## ENTRIES SUPPLIED

==============================

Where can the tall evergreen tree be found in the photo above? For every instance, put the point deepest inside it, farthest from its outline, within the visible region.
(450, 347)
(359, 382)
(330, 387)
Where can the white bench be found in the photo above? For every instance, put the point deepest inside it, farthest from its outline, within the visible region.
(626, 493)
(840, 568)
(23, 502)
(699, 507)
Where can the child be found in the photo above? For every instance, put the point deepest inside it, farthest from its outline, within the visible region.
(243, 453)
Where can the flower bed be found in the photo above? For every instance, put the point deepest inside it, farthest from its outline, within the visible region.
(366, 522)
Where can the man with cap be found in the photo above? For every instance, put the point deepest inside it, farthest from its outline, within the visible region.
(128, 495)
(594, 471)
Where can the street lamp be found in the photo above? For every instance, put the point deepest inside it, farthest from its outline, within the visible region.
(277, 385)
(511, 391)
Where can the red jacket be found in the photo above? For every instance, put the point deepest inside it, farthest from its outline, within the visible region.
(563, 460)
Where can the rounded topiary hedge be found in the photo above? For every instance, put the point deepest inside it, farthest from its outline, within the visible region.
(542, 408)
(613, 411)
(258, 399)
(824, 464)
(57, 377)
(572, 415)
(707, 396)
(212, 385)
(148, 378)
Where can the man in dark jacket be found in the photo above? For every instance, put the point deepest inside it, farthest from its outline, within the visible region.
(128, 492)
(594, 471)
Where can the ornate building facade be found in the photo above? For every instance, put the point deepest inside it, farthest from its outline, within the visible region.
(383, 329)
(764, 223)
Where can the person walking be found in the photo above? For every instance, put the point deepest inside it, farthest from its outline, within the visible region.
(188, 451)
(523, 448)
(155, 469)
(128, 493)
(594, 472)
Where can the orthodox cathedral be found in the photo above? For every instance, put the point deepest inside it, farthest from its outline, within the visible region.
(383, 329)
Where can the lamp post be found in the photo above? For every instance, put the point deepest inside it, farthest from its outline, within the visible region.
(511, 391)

==============================

## TASK BRIEF
Print the records above exactly as they appear.

## OUTPUT
Where can the tall evergreen tree be found in the photo above? For every instance, put the point deepest inside it, farthest from its outline, within the visible region.
(450, 347)
(359, 382)
(330, 387)
Where can the white bench be found in the photo above? For every instance, put the point deepest inside it, farthest from its outline, within the visible region.
(626, 493)
(840, 568)
(23, 502)
(699, 507)
Where can the child be found in the photo above? For every instance, put the point deepest inside it, farthest from its outline, within the visible region.
(243, 453)
Where can the flower bed be found in the photo above? For every instance, put the point deepest inside it, farthest from its outline, within the visible region.
(366, 522)
Where can the man with cap be found in the photo above? For every instance, put the point deepest inside it, farthest from its outline, within the visible region.
(128, 495)
(594, 471)
Where can the street lamp be found in the photo above? For every instance, put the point deepest inside it, farthest from its outline, within the visible region.
(277, 385)
(511, 391)
Where can the red jacket be found in the photo above? For every instance, put the point deepest inside it, farthest from its outline, within the visible region.
(563, 460)
Where can the rounded topiary hedge be found in the photo above? For every instance, put the point deepest inside it, farthest from its outline, within the visible region.
(542, 408)
(613, 411)
(258, 399)
(824, 464)
(57, 377)
(572, 415)
(707, 396)
(212, 385)
(148, 378)
Where can the man in dark jacket be found in the photo above? For every instance, put the point deepest inside it, farthest from its outline, within the visible region.
(128, 492)
(594, 471)
Where can the ornate building facade be found in the photo above? For every instance, put the point deepest inside it, farthest from its outline, within the visible region.
(383, 329)
(764, 223)
Where can the person walking be found in the photo above? For every instance, put the point deepest inside it, farthest from its outline, within the visible region.
(188, 451)
(523, 448)
(155, 469)
(128, 493)
(594, 472)
Where can the orthodox cathedral be found in the photo above? For every instance, put the point deepest inside it, farthest from its outline, within the visible region.
(383, 329)
Where can the lamp post be found in the photo above? For every instance, put the point deepest inside it, farthest from its outline, within the visible region.
(511, 391)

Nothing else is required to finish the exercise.